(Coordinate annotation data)
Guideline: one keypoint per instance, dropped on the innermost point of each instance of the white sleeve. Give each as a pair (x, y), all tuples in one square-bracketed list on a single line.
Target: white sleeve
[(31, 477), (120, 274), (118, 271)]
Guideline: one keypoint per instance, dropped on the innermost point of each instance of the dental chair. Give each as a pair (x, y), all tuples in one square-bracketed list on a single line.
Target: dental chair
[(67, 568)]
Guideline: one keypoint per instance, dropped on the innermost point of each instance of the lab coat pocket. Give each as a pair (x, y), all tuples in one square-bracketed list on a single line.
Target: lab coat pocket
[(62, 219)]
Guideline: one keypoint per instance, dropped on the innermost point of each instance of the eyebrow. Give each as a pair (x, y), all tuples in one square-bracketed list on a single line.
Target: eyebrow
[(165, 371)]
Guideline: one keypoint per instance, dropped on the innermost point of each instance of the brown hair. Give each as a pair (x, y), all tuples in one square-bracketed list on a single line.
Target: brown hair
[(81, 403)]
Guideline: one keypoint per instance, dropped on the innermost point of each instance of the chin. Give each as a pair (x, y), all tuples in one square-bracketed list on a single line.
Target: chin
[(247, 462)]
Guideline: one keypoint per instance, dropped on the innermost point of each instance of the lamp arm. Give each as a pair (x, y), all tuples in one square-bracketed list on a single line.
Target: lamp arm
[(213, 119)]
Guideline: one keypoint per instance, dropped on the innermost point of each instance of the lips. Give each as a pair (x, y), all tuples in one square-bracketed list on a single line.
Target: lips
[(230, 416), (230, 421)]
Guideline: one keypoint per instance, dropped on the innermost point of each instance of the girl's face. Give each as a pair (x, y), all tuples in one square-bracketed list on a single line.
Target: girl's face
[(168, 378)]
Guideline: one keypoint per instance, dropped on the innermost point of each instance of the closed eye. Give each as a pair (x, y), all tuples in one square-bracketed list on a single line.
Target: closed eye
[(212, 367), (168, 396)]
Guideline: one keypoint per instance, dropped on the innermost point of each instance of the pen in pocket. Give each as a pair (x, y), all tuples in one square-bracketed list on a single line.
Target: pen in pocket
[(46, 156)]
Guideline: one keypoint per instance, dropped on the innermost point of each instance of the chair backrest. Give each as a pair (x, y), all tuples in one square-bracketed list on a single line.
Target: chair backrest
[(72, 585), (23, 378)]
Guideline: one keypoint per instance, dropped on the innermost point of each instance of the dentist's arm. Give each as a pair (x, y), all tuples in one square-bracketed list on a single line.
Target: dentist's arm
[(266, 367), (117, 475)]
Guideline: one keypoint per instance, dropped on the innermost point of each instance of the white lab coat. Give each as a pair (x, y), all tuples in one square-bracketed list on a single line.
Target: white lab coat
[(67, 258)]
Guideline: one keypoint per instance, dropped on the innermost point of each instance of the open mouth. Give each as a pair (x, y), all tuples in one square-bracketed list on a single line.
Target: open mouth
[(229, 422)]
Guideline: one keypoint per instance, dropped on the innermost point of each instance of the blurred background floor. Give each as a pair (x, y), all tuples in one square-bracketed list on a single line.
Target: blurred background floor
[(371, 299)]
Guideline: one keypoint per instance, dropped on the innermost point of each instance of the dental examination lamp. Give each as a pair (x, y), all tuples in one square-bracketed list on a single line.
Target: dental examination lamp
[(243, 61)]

- Task statement -
Reproduce the following lines of the data above verbatim, starting with the line containing "of the lamp" and ending after the line containing "[(230, 416), (230, 421)]".

- Finished answer -
Guideline: one keypoint per instance, dropped on the innermost point of each instance of the lamp arm. Give each as a pair (x, y), all tuples in one square-bracketed list on a single line.
Target: lamp arm
[(213, 119)]
Guideline: one keypoint per instance, dropped on the innermost point of each instance of the lips. Give each as a pair (x, y), all tuples in one square-bracketed list on a single line.
Target: lips
[(230, 416), (230, 421)]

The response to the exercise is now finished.